Excerpt:
## start
On Tue, 8 Jul 2025 01:49:44 +0400 (+04)
Ivan Malov <ivan.ma...@arknetworks.am> wrote:

> Hi Ed,
> 
> On Mon, 7 Jul 2025, Lombardo, Ed wrote:
> 
> > Hi Stephen,
> > I ran a perf diff on two perf records and reveals the real problem with the 
> > tx thread in transmitting packets.
> >
> > The comparison is traffic received on ifn3 and transmit ifn4 to traffic 
> > received on ifn3, ifn5 and transmit on ifn4, ifn6.
> > When transmit packets on one port the performance is better, however when 
> > transmit on two ports the performance across the two drops dramatically.
> >
> > There is increase of 55.29% of the CPU spent in common_ring_mp_enqueue and 
> > 54.18% less time in i40e_xmit_pkts (was E810 tried x710).
> > The common_ring_mp_enqueue is multi-producer,  is the enqueue of mbuf 
> > pointers passed in to rte_eth_tx_burst() have to be multi-producer?  
> 
> I may be wrong, but rte_eth_tx_burst(), as part of what is known as "reap"
> process, should check for "done" Tx descriptors resulting from previous
> invocations and free (enqueue) the associated mbufs into respective mempools.
> In your case, you say you only have a single mempool shared between the port
> pairs, which, as I understand, are served by concurrent threads, so it might 
> be
> logical to use a multi-producer mempool in this case. Or am I missing 
> something?
> 
> The pktmbuf API for mempool allocation is a wrapper around generic API and it
> might request multi-producer multi-consumer by default (see [1], 'flags').
> According to your original mempool monitor printout, the per-lcore cache size 
> is
> 512. On the premise that separate lcores serve the two port pairs, and taking
> into account the burst size, it should be OK, yet you may want to play with 
> the
> per-lcore cache size argument when creating the pool. Does it change anything?
> 
> Regarding separate mempools, -- I saw Stephen's response about those making 
> CPU
> cache behaviour worse and not better. Makes sense and I won't argue. And yet,
> why not just try an make sure this indeed holds in this particular case? Also,
> since you're seeking single-producer behaviour, having separate per-port-pair
> mempools might allow to create such (again, see 'flags' at [1]), provided that
> API [1] is used for mempool creation. Please correct me in case I'm mistaken.
> 
> Also, PMDs can support "fast free" Tx offload. Please see [2] to check whether
> the application asks for this offload flag or not. It may be worth enabling.
## end
Extracted data:
## start
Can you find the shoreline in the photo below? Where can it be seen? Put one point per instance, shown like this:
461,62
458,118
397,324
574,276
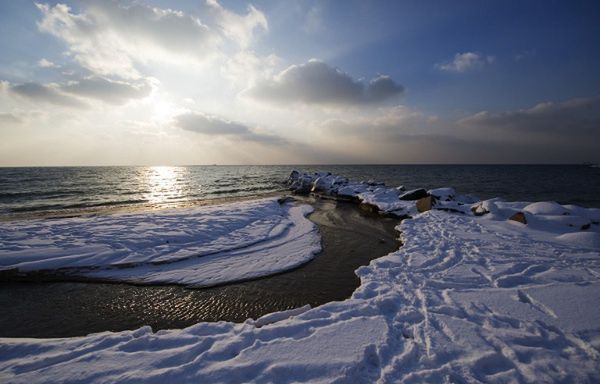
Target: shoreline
350,238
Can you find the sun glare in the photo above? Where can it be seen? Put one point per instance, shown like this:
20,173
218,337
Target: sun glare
163,184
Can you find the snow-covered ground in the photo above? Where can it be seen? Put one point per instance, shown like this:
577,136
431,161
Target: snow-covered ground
195,247
471,296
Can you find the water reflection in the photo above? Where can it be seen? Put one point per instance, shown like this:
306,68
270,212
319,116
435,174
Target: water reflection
165,184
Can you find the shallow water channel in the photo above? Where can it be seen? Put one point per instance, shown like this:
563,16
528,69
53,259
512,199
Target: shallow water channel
350,238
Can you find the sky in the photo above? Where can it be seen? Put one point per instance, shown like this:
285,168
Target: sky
155,82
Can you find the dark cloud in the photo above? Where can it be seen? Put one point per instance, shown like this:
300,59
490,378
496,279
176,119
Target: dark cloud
9,118
464,62
315,82
45,94
576,117
110,91
70,94
216,126
562,132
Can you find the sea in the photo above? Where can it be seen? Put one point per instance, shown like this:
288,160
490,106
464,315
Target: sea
36,191
350,236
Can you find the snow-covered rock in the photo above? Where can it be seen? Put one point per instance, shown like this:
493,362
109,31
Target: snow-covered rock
466,299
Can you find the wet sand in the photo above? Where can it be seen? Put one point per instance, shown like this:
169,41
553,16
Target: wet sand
350,238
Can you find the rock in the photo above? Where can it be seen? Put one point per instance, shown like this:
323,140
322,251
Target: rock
479,210
373,183
285,199
293,176
520,217
369,207
444,194
302,185
415,194
425,204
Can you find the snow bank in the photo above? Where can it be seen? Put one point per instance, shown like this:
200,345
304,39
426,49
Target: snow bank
466,299
195,247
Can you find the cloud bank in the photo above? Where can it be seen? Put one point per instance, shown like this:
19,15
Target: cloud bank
315,82
220,127
114,38
75,93
464,62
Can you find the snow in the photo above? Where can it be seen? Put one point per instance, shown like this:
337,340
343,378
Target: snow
195,247
466,299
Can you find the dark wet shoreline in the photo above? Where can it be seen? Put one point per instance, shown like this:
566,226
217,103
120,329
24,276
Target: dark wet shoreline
350,238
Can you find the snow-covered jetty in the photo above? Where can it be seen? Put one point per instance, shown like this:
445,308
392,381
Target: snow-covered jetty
481,291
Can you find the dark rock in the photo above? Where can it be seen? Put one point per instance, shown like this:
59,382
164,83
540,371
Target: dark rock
479,210
285,199
425,204
520,217
369,207
415,194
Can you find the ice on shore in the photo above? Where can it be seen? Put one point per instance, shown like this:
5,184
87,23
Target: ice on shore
471,296
194,247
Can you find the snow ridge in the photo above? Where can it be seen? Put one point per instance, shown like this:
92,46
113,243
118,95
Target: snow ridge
471,296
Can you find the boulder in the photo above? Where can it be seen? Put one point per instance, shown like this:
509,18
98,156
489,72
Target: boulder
425,204
444,194
479,210
415,194
520,217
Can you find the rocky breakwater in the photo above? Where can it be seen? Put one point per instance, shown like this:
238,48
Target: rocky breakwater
378,198
567,223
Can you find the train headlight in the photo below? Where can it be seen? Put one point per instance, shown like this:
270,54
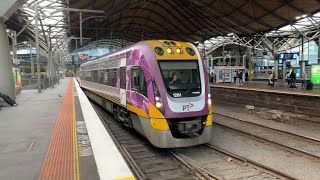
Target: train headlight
159,104
179,51
190,51
159,50
157,98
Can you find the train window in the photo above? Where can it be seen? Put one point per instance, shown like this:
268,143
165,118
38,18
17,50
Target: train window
91,76
109,77
106,77
123,78
114,78
138,82
95,76
101,76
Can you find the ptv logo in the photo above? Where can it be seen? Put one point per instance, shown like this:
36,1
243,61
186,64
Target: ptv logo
187,107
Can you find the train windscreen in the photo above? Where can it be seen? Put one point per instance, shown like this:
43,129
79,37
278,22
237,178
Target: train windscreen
182,78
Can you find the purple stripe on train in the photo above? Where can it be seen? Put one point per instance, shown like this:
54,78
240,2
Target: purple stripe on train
133,98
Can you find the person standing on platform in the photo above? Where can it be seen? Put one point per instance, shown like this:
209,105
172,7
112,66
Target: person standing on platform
293,78
237,78
246,76
8,100
241,76
211,77
288,78
271,79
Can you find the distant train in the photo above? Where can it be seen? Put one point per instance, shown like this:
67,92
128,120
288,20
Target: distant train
158,87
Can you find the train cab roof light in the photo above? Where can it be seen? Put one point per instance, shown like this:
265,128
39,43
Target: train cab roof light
179,51
190,51
159,51
166,43
170,51
173,43
209,99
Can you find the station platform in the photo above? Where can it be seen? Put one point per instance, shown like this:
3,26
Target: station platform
260,95
57,135
279,87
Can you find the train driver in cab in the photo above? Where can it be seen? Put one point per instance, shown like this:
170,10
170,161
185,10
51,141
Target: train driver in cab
174,80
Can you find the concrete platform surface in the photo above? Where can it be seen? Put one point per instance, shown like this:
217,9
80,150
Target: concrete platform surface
27,129
278,87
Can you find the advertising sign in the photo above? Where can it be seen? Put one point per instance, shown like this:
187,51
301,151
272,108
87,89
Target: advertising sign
315,74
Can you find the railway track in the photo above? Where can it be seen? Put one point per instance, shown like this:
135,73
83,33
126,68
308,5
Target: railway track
147,161
304,143
295,116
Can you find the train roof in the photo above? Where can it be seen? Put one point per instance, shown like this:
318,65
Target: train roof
165,45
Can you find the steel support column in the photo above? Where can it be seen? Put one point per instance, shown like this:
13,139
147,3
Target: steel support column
6,76
31,60
80,28
319,50
37,46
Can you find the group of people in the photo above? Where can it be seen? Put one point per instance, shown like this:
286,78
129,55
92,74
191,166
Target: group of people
238,78
8,100
271,79
291,79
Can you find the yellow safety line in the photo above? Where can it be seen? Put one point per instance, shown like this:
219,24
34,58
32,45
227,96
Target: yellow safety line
75,140
126,178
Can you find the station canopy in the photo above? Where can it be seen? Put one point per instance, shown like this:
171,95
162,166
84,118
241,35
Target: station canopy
184,20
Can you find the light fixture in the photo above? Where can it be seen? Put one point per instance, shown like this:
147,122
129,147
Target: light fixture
190,51
159,104
159,50
170,51
25,5
179,51
46,13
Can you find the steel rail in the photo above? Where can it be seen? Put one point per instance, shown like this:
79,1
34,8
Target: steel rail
275,144
135,168
306,138
204,174
251,163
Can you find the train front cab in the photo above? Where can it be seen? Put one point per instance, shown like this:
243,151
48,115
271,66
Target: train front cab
168,128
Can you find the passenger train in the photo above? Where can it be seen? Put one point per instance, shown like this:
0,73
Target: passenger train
158,87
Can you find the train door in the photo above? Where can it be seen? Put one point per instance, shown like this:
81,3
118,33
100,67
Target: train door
123,96
138,82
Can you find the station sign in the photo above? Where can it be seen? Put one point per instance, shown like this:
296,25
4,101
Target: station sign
287,56
315,74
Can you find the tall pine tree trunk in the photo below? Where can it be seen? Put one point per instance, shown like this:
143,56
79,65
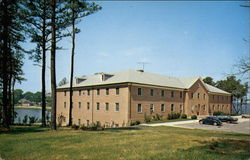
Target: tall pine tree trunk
5,49
44,68
53,64
72,67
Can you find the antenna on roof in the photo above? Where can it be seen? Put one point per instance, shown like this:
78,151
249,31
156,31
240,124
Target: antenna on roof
143,64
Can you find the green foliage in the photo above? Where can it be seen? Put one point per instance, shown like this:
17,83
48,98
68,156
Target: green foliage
63,82
93,127
74,126
193,117
135,123
184,116
32,119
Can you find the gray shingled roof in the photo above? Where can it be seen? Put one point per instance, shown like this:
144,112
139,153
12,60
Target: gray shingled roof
136,76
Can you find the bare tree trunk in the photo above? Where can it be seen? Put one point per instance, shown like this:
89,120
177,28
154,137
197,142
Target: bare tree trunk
5,61
72,67
44,69
53,64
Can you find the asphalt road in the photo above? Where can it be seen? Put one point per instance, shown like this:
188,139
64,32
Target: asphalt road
243,126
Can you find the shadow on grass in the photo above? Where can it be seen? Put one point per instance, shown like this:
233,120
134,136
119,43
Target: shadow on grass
25,129
236,149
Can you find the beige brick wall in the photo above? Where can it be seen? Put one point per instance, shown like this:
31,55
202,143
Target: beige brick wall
129,99
83,114
157,100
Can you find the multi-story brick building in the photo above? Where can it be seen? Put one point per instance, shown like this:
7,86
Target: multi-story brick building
121,97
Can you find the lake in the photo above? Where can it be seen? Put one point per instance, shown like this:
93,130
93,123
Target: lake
22,112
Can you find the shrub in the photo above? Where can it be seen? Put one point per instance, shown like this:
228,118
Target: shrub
184,116
32,119
25,119
135,123
193,117
147,118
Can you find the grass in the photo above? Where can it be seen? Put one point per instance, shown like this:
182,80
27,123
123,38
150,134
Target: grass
171,120
137,143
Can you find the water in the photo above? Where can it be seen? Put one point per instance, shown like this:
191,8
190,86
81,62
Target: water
21,113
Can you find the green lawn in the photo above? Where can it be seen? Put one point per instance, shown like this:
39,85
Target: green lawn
123,143
171,120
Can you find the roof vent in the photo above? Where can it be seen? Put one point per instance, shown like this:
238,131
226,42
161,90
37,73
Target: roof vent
140,70
79,80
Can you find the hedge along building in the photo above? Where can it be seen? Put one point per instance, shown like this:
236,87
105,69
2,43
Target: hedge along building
121,97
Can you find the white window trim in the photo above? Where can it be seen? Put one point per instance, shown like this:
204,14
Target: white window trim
119,107
138,106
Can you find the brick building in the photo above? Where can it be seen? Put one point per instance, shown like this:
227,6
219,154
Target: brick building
121,97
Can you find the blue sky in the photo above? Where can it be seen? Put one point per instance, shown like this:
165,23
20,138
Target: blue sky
180,39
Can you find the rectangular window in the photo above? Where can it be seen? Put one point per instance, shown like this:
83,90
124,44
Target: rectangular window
88,105
97,106
139,108
152,108
107,106
163,107
172,94
117,91
79,122
151,92
139,92
117,107
162,93
172,107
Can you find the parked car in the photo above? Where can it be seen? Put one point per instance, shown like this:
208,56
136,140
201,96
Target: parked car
245,116
211,120
226,118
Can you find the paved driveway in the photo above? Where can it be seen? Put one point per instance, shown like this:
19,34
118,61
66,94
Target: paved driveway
243,125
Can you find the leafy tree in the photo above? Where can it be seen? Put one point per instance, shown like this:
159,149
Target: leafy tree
18,94
29,96
209,80
63,82
77,9
238,90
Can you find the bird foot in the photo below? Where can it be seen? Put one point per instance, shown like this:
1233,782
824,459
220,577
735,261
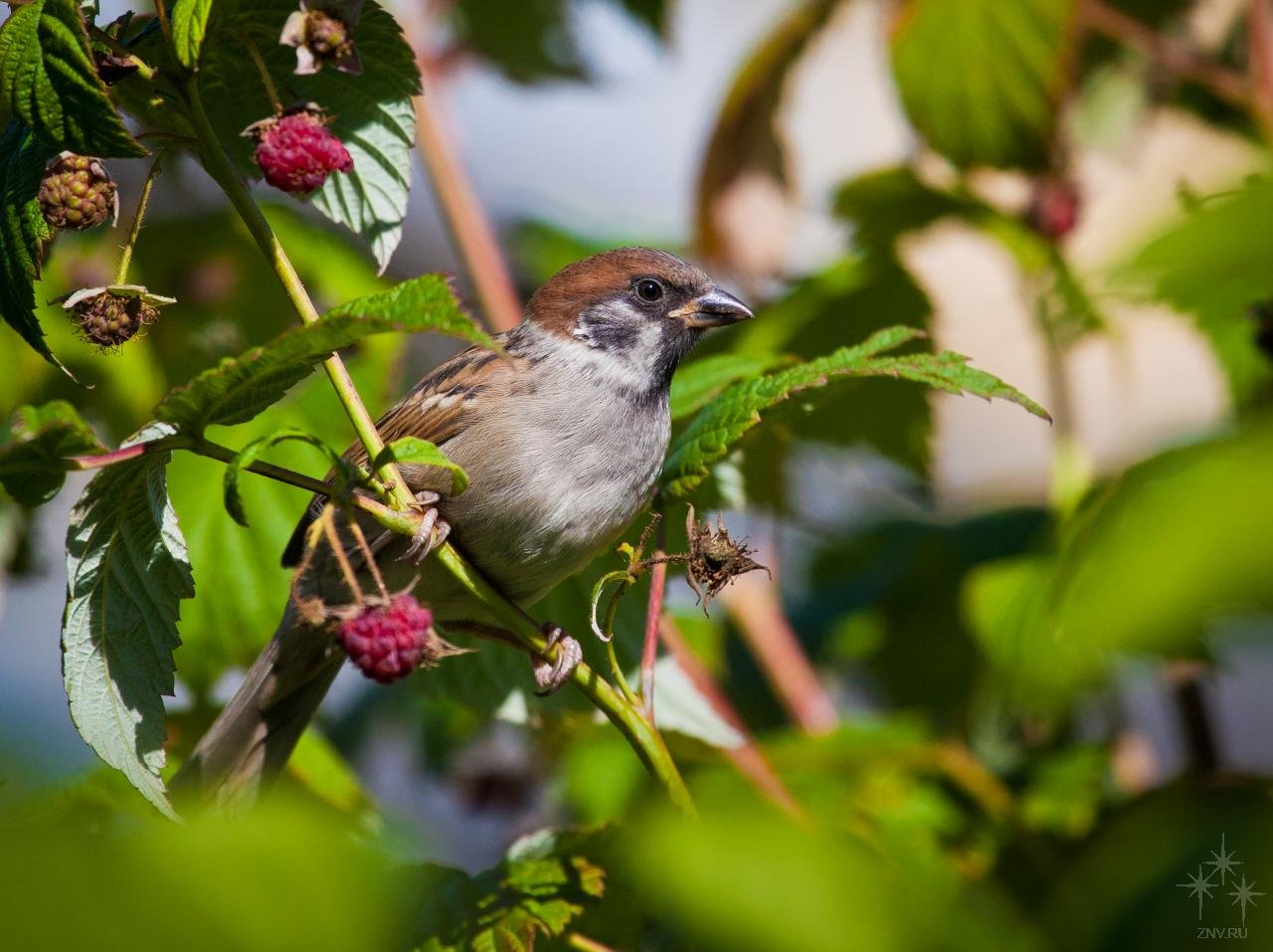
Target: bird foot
431,533
550,674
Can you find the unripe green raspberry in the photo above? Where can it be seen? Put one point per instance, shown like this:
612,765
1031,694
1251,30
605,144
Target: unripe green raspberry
77,192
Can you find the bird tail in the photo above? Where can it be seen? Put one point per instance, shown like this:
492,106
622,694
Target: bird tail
251,739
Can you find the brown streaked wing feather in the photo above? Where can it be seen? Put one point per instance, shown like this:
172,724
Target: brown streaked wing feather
436,410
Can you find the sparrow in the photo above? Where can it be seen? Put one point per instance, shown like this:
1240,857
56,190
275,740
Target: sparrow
562,434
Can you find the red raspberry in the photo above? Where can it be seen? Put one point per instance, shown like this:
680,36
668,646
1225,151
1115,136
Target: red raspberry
1054,208
389,642
296,151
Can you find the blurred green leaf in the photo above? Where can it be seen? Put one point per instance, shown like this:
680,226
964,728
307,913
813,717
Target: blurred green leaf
701,381
983,79
277,877
371,113
1214,265
49,82
422,452
727,418
127,572
23,232
540,887
1051,625
239,388
37,441
189,26
744,139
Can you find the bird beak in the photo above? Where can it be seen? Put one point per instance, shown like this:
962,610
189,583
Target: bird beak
716,308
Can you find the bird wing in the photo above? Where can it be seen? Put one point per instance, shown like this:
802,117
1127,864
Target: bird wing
437,409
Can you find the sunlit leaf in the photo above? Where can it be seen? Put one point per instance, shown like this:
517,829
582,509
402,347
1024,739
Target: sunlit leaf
239,388
982,79
127,572
37,442
49,82
371,113
727,418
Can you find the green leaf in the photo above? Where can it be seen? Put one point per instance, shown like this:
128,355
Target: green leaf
744,140
1214,265
127,572
422,452
545,882
241,387
23,232
253,452
983,79
726,419
189,26
48,81
698,382
39,442
1054,624
371,113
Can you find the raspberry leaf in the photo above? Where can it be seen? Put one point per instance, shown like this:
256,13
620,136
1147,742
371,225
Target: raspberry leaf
545,882
372,112
240,388
40,440
127,572
730,417
251,454
983,79
422,452
189,26
48,81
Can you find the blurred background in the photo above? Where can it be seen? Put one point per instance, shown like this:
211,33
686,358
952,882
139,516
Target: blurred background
1022,669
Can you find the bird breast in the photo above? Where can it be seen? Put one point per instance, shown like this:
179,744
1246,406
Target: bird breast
554,478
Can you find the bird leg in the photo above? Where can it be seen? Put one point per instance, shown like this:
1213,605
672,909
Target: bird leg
549,674
431,533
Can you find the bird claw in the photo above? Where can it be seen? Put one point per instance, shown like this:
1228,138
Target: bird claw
431,533
550,674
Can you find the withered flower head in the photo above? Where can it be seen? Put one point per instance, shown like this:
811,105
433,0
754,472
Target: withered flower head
322,32
714,559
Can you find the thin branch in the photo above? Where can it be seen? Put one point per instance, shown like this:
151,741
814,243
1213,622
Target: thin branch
748,757
219,167
1169,54
1259,39
469,229
649,648
121,272
755,607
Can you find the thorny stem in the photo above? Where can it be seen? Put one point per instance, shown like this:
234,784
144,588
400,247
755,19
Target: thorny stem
1167,53
369,556
748,757
328,528
219,167
272,91
121,272
643,737
640,733
469,229
144,71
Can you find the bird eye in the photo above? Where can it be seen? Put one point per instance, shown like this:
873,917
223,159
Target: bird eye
649,289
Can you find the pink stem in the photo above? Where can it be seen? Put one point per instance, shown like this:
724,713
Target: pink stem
649,650
748,756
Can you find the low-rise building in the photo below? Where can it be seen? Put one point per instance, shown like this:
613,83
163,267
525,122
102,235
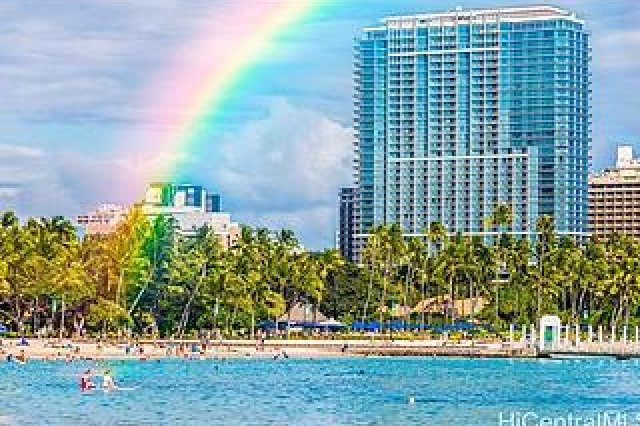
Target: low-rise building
192,207
103,220
614,197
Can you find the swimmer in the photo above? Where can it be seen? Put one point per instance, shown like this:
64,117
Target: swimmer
107,381
85,381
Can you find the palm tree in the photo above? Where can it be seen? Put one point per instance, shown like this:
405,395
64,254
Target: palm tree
544,244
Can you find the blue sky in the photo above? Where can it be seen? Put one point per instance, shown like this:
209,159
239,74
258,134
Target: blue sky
72,74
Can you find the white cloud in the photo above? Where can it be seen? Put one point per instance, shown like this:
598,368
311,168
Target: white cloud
284,171
294,156
29,183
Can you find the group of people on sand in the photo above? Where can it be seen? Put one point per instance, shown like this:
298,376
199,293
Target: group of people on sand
87,384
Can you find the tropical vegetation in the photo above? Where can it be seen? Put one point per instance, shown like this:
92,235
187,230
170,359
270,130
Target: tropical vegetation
146,278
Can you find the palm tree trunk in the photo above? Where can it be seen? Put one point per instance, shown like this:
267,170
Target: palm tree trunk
62,318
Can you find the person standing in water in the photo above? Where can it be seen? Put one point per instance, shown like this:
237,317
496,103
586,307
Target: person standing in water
107,381
85,381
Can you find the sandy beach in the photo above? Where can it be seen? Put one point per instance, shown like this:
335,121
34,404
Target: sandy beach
69,350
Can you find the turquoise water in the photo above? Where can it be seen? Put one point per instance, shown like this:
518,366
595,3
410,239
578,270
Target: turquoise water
371,391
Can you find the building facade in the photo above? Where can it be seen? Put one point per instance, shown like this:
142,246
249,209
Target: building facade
346,222
614,197
457,112
103,220
192,207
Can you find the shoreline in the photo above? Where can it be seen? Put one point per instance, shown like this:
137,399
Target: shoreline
69,350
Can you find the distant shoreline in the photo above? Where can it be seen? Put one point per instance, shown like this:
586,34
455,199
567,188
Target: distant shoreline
69,350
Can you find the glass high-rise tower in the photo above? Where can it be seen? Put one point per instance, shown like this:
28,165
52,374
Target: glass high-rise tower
458,112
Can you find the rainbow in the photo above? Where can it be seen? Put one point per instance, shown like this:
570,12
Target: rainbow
180,106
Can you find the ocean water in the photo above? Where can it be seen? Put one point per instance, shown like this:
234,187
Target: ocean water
337,391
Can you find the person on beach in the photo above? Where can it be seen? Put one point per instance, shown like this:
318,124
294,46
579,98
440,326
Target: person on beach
## end
Problem set:
1) Copy the part of the DPDK mailing list message that runs from "Ivan Malov <ivan.ma...@arknetworks.am>" up to and including "two drops dramatically.", word for word.
2) Continue the DPDK mailing list message about slow transmission on two ports, picking up right after its final sentence.

Responses by task:
1)
Ivan Malov <ivan.ma...@arknetworks.am> wrote:

> Hi Ed,
> 
> On Mon, 7 Jul 2025, Lombardo, Ed wrote:
> 
> > Hi Stephen,
> > I ran a perf diff on two perf records and reveals the real problem with the 
> > tx thread in transmitting packets.
> >
> > The comparison is traffic received on ifn3 and transmit ifn4 to traffic 
> > received on ifn3, ifn5 and transmit on ifn4, ifn6.
> > When transmit packets on one port the performance is better, however when 
> > transmit on two ports the performance across the two drops dramatically.

2)
> 
> [1] 
> https://doc.dpdk.org/api-25.03/rte__mempool_8h.html#a0b64d611bc140a4d2a0c94911580efd5
> [2] 
> https://doc.dpdk.org/api-25.03/rte__ethdev_8h.html#a43f198c6b59d965130d56fd8f40ceac1
> 
> Thank you.
> 
> >
> > Is there a way to change dpdk to use single-producer?
> >
> > # Event 'cycles'
> > #
> > # Baseline  Delta Abs  Shared Object      Symbol
> > # ........  .........  .................  
> > ......................................
> > #
> >    36.37%    +55.29%  test                        [.] common_ring_mp_enqueue
> >    62.36%    -54.18%   test                        [.] i40e_xmit_pkts
> >     1.10%     -0.94%     test                         [.] dpdk_tx_thread
> >     0.01%     -0.01%     [kernel.kallsyms]  [k] native_sched_clock
> >                     +0.00%    [kernel.kallsyms]  [k] fill_pmd
> >                     +0.00%    [kernel.kallsyms]  [k] perf_sample_event_took
> >     0.00%     +0.00%    [kernel.kallsyms]  [k] 
> > __flush_smp_call_function_queue
> >     0.02%                      [kernel.kallsyms]  [k] 
> > __intel_pmu_enable_all.constprop.0
> >     0.02%                      [kernel.kallsyms]  [k] native_irq_return_iret
> >     0.02%                      [kernel.kallsyms]  [k] 
> > native_tss_update_io_bitmap
> >     0.01%                      [kernel.kallsyms]  [k] ktime_get
> >     0.01%                      [kernel.kallsyms]  [k] 
> > perf_adjust_freq_unthr_context
> >     0.01%                      [kernel.kallsyms]  [k] __update_blocked_fair
> >     0.01%                      [kernel.kallsyms]  [k] 
> > perf_adjust_freq_unthr_events
> >
> > Thanks,
> > Ed
> >
> > -----Original Message-----
> > From: Lombardo, Ed
> > Sent: Sunday, July 6, 2025 1:45 PM
> > To: Stephen Hemminger <step...@networkplumber.org>
> > Cc: Ivan Malov <ivan.ma...@arknetworks.am>; users <users@dpdk.org>
> > Subject: RE: dpdk Tx falling short
> >
> > Hi Stephen,
> > If using dpdk rings comes with this penalty then what should I use, is 
> > there an alterative to rings.  We do not want to use shared memory and do 
> > buffer copies?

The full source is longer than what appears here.